▸ **PROVIDED RECORDS**
----------

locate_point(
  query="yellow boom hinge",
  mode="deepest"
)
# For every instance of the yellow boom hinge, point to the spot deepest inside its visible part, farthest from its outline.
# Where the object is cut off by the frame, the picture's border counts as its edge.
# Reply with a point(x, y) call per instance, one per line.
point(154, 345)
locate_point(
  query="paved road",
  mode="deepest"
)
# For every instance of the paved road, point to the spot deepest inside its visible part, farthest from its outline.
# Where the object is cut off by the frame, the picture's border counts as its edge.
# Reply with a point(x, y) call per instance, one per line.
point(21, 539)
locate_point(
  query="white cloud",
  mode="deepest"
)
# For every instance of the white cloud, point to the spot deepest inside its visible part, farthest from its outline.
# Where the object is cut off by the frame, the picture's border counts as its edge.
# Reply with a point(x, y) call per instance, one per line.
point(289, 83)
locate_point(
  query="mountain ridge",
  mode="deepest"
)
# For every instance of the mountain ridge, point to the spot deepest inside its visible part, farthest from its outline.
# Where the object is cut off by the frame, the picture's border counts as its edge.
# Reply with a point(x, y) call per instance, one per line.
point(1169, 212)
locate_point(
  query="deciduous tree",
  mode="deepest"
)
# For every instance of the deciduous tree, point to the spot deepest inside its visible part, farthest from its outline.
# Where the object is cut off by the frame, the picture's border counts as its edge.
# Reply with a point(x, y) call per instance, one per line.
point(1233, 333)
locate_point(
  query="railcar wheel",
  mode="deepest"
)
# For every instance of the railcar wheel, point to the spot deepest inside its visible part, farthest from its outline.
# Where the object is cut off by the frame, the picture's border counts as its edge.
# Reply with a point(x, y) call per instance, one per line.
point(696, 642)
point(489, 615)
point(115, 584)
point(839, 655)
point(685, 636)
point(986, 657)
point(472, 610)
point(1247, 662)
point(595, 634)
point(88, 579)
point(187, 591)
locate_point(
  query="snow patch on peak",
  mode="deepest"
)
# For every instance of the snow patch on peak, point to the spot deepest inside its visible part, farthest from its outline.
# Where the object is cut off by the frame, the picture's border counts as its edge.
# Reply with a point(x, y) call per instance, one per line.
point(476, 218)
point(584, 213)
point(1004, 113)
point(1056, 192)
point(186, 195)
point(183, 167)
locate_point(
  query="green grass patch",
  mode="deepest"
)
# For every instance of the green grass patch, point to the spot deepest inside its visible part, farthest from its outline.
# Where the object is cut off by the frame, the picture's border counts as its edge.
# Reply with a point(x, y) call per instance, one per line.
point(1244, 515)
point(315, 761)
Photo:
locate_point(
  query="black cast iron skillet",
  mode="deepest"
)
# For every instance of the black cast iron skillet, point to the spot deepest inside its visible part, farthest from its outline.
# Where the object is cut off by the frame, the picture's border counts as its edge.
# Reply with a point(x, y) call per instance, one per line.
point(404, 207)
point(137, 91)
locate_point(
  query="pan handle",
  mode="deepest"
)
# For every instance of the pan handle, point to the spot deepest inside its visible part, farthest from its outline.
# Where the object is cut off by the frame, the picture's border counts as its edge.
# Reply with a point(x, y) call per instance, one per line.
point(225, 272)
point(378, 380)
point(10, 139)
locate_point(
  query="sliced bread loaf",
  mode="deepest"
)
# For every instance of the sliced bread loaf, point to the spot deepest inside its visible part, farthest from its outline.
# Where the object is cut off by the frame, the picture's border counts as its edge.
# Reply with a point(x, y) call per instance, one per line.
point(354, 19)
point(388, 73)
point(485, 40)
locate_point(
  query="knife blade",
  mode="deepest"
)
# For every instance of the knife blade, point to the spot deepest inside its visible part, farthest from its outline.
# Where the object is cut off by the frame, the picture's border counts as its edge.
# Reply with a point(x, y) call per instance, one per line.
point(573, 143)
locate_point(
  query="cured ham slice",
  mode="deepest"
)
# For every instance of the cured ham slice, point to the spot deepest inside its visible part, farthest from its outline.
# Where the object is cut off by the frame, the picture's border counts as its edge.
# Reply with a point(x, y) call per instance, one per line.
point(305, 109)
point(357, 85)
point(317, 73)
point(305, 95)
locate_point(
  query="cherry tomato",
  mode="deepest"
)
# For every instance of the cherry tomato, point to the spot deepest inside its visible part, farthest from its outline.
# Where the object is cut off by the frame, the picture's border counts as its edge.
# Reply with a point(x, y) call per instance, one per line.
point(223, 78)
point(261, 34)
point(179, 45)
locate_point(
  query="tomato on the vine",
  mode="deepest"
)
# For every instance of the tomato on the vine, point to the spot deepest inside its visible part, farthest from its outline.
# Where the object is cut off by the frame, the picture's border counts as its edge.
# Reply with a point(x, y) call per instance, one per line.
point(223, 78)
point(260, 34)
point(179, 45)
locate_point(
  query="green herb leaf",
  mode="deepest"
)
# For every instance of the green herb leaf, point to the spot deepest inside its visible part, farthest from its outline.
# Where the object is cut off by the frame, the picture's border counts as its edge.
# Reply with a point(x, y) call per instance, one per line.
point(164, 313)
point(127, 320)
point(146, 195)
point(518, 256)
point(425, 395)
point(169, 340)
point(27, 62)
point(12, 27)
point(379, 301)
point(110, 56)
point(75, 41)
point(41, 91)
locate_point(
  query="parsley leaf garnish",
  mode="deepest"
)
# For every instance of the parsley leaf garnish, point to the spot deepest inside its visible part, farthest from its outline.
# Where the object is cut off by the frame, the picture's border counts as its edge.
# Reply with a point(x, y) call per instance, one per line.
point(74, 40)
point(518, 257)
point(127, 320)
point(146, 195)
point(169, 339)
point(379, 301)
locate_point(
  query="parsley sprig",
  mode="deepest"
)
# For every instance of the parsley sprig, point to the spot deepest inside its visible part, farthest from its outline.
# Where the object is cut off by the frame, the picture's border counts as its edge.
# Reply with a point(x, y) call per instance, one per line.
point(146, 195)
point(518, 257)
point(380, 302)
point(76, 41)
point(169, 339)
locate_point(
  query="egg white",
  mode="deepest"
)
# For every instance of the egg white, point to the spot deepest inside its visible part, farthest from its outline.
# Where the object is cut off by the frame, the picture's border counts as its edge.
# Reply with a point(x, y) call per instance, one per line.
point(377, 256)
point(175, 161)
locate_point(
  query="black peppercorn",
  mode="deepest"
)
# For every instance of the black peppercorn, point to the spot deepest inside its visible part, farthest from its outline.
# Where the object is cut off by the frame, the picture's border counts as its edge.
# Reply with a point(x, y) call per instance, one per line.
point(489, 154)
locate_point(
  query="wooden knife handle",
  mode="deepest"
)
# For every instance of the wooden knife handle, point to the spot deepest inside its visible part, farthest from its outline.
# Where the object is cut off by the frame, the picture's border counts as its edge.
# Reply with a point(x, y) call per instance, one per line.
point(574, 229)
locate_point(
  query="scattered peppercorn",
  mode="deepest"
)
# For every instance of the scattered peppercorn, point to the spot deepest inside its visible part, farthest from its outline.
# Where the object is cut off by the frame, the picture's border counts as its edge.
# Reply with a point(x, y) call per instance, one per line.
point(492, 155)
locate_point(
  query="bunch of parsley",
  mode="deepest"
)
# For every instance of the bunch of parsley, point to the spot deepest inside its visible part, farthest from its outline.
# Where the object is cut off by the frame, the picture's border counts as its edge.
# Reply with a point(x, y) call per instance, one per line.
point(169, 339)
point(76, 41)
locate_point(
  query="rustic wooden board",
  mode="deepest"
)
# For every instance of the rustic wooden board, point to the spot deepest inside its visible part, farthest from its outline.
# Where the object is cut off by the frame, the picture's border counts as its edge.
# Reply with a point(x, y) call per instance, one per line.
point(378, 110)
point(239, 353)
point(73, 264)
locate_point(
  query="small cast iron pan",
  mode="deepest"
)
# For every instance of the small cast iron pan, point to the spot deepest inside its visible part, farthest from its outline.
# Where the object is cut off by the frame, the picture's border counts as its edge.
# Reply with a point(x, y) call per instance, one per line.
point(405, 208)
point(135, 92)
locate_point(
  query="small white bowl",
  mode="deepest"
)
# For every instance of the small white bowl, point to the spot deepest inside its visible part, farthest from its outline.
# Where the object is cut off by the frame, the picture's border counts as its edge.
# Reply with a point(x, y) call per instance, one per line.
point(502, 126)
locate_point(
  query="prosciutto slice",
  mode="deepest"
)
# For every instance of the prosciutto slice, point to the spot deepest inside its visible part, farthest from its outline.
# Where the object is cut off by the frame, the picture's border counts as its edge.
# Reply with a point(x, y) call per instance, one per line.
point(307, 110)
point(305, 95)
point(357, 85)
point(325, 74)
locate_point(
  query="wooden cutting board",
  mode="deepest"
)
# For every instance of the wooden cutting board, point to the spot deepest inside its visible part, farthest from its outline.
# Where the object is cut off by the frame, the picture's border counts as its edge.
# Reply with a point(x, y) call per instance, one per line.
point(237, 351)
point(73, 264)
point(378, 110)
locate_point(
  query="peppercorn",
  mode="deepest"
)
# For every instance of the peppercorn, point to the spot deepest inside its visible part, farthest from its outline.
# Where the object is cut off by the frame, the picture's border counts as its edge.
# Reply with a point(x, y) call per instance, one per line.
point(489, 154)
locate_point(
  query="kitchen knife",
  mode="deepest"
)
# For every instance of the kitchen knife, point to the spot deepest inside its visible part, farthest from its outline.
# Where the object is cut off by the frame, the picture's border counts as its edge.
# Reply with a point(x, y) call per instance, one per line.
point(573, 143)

----------

▸ **STATED GOAL**
Lay out the lines above as a Markdown table with the columns "No." and "Text", starting at the first line and ending at the one containing "point(1233, 333)", both included. Number each row and leave out any blank lines.

▸ **OUTPUT FOR THIS EXERCISE**
| No. | Text |
|---|---|
| 1 | locate_point( |
| 2 |   query="yellow boom hinge", |
| 3 |   mode="deepest" |
| 4 | ) |
| 5 | # For every instance of the yellow boom hinge, point to the spot deepest inside its visible part, farthest from its outline. |
| 6 | # Where the object is cut off by the frame, the picture's border counts as its edge. |
| 7 | # Reply with a point(x, y) call per instance, one per line. |
| 8 | point(154, 345) |
| 9 | locate_point( |
| 10 |   query="paved road", |
| 11 |   mode="deepest" |
| 12 | ) |
| 13 | # For every instance of the paved road, point to the spot deepest inside its visible part, farthest from its outline. |
| 14 | # Where the object is cut off by the frame, the picture's border counts as its edge. |
| 15 | # Reply with a point(x, y) call per instance, one per line. |
| 16 | point(21, 539) |
| 17 | locate_point( |
| 18 |   query="white cloud", |
| 19 |   mode="deepest" |
| 20 | ) |
| 21 | # For every instance of the white cloud, point to the spot deepest inside its visible part, farthest from its outline. |
| 22 | # Where the object is cut off by the frame, the picture's border counts as its edge. |
| 23 | # Reply with a point(x, y) call per instance, one per line. |
| 24 | point(289, 83) |
| 25 | locate_point( |
| 26 |   query="mountain ridge", |
| 27 |   mode="deepest" |
| 28 | ) |
| 29 | # For every instance of the mountain ridge, point to the spot deepest inside its visible part, farthest from its outline. |
| 30 | # Where the object is cut off by the frame, the picture's border counts as its edge. |
| 31 | # Reply with a point(x, y) call per instance, one per line. |
| 32 | point(1169, 212) |
| 33 | locate_point( |
| 34 |   query="deciduous tree", |
| 35 |   mode="deepest" |
| 36 | ) |
| 37 | # For every instance of the deciduous tree, point to the spot deepest inside its visible part, farthest from its outline. |
| 38 | # Where the object is cut off by the frame, the picture's border counts as its edge. |
| 39 | # Reply with a point(x, y) call per instance, one per line. |
| 40 | point(1233, 333) |